AUFTRAG> Sammeln Sie jede Zeile der Datensätze, in der die Zeichenfolge „field“ vorkommt.

[Einträge aus einer Sammlung]

'''

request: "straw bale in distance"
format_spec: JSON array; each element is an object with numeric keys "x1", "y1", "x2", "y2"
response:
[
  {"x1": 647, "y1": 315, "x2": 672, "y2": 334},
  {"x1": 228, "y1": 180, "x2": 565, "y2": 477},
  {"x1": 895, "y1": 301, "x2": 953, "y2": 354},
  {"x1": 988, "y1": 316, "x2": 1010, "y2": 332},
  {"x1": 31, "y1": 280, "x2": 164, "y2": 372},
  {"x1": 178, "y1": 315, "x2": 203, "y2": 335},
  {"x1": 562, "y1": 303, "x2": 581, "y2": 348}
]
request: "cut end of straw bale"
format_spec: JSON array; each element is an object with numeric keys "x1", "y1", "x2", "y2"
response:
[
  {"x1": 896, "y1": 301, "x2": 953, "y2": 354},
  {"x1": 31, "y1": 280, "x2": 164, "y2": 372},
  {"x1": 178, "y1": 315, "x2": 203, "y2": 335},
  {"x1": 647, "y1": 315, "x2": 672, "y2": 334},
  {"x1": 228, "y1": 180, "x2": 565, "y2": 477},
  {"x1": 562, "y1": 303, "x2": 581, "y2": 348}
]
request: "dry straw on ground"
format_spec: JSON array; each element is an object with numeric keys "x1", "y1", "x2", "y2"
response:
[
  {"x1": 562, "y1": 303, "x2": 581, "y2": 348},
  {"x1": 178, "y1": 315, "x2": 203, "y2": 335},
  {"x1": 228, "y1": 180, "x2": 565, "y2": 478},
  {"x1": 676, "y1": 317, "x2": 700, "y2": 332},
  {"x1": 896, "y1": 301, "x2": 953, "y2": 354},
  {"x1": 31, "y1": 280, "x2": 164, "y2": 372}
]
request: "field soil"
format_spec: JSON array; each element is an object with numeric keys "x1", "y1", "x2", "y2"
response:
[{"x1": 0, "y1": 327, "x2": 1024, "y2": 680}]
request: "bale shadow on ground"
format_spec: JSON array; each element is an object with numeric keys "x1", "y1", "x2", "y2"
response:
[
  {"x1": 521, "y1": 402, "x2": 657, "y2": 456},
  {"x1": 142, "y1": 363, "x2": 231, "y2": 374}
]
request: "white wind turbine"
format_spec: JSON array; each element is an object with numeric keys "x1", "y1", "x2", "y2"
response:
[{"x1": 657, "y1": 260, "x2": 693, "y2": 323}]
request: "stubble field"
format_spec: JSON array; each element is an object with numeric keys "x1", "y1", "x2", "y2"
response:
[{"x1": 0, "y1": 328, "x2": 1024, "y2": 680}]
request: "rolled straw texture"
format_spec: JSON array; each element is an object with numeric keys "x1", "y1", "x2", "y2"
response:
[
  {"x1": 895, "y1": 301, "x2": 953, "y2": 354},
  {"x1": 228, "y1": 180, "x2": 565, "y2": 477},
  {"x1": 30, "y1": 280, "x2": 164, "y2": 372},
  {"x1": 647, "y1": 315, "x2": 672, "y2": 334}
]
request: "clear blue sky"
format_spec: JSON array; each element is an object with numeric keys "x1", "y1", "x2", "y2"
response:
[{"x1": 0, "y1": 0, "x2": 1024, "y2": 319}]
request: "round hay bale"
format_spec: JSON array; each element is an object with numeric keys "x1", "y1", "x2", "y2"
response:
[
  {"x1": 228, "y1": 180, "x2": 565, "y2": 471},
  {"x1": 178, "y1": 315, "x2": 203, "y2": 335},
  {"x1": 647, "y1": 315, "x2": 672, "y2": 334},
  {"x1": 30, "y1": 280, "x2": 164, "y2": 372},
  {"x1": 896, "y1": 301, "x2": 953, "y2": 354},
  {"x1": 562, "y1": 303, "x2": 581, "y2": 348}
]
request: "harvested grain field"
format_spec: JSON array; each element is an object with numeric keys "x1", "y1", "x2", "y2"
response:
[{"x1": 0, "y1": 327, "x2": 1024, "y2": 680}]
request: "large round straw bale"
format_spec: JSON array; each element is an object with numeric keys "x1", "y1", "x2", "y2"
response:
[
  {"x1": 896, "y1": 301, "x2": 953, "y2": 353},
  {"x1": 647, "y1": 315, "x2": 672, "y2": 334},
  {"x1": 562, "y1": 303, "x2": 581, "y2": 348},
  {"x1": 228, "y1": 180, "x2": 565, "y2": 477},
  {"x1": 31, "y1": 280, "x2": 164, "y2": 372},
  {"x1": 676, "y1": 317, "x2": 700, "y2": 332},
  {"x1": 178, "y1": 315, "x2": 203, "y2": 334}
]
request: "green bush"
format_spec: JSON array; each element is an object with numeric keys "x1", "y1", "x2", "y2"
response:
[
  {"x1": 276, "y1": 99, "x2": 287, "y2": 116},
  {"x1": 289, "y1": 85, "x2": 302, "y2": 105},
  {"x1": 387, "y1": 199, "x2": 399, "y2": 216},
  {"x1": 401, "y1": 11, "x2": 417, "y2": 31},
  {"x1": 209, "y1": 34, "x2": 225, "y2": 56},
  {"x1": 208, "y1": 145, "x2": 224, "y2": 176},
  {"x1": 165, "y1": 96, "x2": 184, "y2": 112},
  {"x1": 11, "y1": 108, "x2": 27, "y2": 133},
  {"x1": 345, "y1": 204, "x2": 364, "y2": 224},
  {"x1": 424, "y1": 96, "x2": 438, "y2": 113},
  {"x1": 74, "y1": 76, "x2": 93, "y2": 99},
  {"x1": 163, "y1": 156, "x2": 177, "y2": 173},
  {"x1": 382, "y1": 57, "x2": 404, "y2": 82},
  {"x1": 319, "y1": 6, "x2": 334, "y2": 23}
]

'''

ANTWORT>
request: "field soil"
request: "stubble field"
request: "harvested grain field"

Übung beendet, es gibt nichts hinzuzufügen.